▸ **Material provided**:

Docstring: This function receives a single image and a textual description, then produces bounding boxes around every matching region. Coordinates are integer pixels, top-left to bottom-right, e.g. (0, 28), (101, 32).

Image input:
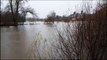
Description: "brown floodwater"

(1, 22), (75, 59)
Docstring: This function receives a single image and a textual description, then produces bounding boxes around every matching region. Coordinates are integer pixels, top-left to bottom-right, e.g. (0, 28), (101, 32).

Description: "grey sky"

(1, 0), (98, 18)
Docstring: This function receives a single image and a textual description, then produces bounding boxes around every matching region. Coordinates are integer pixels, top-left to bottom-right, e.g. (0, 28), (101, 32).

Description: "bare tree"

(9, 0), (28, 26)
(45, 11), (56, 23)
(20, 7), (37, 23)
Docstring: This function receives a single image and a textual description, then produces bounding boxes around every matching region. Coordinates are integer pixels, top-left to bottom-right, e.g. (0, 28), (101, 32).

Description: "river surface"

(1, 22), (75, 59)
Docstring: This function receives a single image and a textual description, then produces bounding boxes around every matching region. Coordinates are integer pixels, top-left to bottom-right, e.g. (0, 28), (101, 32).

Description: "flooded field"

(1, 22), (75, 59)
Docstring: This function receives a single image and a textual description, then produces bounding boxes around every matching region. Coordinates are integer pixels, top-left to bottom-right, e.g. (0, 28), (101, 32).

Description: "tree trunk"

(9, 0), (17, 26)
(15, 0), (20, 26)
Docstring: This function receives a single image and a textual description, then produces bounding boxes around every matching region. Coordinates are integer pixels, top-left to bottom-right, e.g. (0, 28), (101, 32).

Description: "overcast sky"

(1, 0), (98, 18)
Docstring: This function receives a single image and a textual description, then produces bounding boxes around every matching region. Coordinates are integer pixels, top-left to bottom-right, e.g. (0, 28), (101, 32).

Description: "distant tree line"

(44, 11), (93, 23)
(1, 0), (106, 26)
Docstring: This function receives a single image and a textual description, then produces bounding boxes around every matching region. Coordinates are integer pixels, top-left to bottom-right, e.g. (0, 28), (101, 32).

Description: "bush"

(56, 3), (107, 59)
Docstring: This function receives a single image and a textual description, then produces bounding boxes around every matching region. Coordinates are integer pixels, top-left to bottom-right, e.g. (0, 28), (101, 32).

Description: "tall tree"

(9, 0), (27, 26)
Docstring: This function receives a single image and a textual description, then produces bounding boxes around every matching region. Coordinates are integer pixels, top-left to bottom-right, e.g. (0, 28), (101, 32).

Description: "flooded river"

(1, 22), (75, 59)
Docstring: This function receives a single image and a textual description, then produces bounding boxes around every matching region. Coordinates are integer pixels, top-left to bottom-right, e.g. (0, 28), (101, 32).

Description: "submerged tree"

(8, 0), (28, 26)
(45, 11), (56, 23)
(20, 7), (37, 23)
(1, 0), (37, 26)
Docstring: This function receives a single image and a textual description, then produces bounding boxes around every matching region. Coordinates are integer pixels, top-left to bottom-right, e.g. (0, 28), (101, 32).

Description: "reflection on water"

(1, 22), (74, 59)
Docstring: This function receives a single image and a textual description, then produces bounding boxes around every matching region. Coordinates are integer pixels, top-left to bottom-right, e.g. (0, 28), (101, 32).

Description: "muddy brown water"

(1, 22), (75, 59)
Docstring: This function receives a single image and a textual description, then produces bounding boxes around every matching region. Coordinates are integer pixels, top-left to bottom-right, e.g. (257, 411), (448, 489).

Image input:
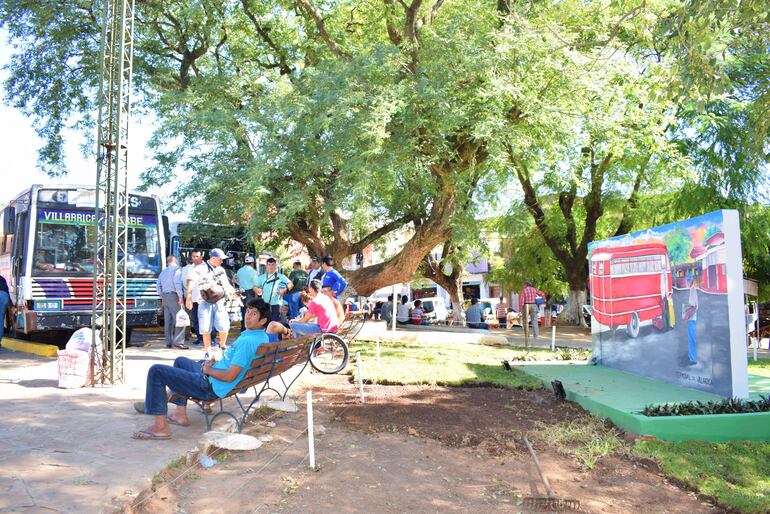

▸ **Instructions to follow**: A verbatim printout of the entries above is expected, free of pictures.

▸ **Solution**:
Docstring: This function receives a single image and a textual description, then produces bounding boxes around every matching region. Coordinates are integer pixels, top-left to bottom-right, e.g. (0, 28), (101, 32).

Image input:
Description: "brown floodwater"

(1, 22), (75, 59)
Docstring: This function receives a single image and a textual description, then produces bounding boxes around every matching region. Coordinates are integer pixels, top-left to bottom-right, e.g. (0, 28), (101, 32).

Description: "grey sky"

(1, 0), (98, 18)
Docstring: This function receives a single image and a textual description, then produces bounding boxes around every matching region. Coordinates are integer pixels, top-left to bottom-right, e.g. (0, 28), (101, 32).

Description: "bare tree"

(9, 0), (28, 26)
(45, 11), (56, 23)
(20, 7), (37, 23)
Docstring: This function receives a single image and a textual description, then produces bounding boxes around every matching region. Coordinates are integer pixels, top-left to bottom-right, e.g. (0, 28), (101, 32).

Description: "river surface"

(1, 22), (75, 59)
Docstring: This function receives a single image and a textual description, then produces bounding boxes around every matching region. Coordinates are integer pixels, top-left to bottom-right, e.g. (0, 28), (101, 32).

Description: "flooded field"

(1, 22), (75, 59)
Docstring: This function receives a single image and a textual description, then produces bounding boxes around every matching region. Coordinates are integer pixels, top-left to bottom-right, e.g. (0, 28), (101, 32).

Description: "tree trunk"

(9, 0), (17, 26)
(15, 0), (20, 26)
Docstring: This function receives a single image and a textual description, then produces bounding boxes around every matching region. Coordinates are integer pixels, top-left to bottom-right, e.g. (0, 28), (101, 32).

Description: "overcast sky"

(1, 0), (98, 18)
Docstring: This function receives a single image and a textual description, then produces bounding boxes around every matching region. Coordinates are integer pixels, top-left to bottom-right, e.g. (0, 28), (101, 32).

Description: "distant tree line"

(44, 11), (93, 23)
(1, 0), (106, 26)
Docstring: This function receives a single image and a textual description, then produces bounding boxes around every matching region. Coordinates are integer pixels, top-left to bottom-right, e.g. (0, 28), (101, 32).

Description: "bush"

(56, 3), (107, 59)
Docstring: This function receives a single image and a textual description, then produces bounding boxes around every matching region. Coordinates are integer pixels, top-left to bottom-right, e.g. (0, 28), (101, 32).

Description: "tall tree"

(9, 0), (27, 26)
Docstring: This function receives a single image and a textual description, then produces bounding boxes around every matching region. Coordinates are integer pixels, top-left to bottom-right, e.g. (0, 28), (101, 32).

Description: "flooded river"

(1, 22), (75, 59)
Docstring: This function receives a single image and a textual description, then produces bounding boxes around every matching region. Coordinates are integer pixels, top-left to bottom-right, e.g. (0, 28), (101, 32).

Description: "submerged tree"

(8, 0), (28, 26)
(45, 11), (56, 23)
(20, 7), (37, 23)
(1, 0), (37, 26)
Docstring: This function receives a single image and a textual description, then produces bounding boxes around every matching region. Coordinates are integer pixels, top-left to bottom-right, e.g. (0, 28), (101, 32).

Description: "reflection on water"

(1, 22), (74, 59)
Docstring: This function receives a single image and a textual description, then produces bounding boxes around every matching region. Coordinates are integer pixels, top-left to bottom-right, e.g. (0, 28), (101, 32).

Description: "muddy brown water"

(1, 22), (75, 59)
Docstring: This function receives a single image and a textual description, then produces bounding boxes around every matching region. Coordinates are integer pixels, top-left to bottom-right, e.g. (257, 411), (448, 489).

Image input:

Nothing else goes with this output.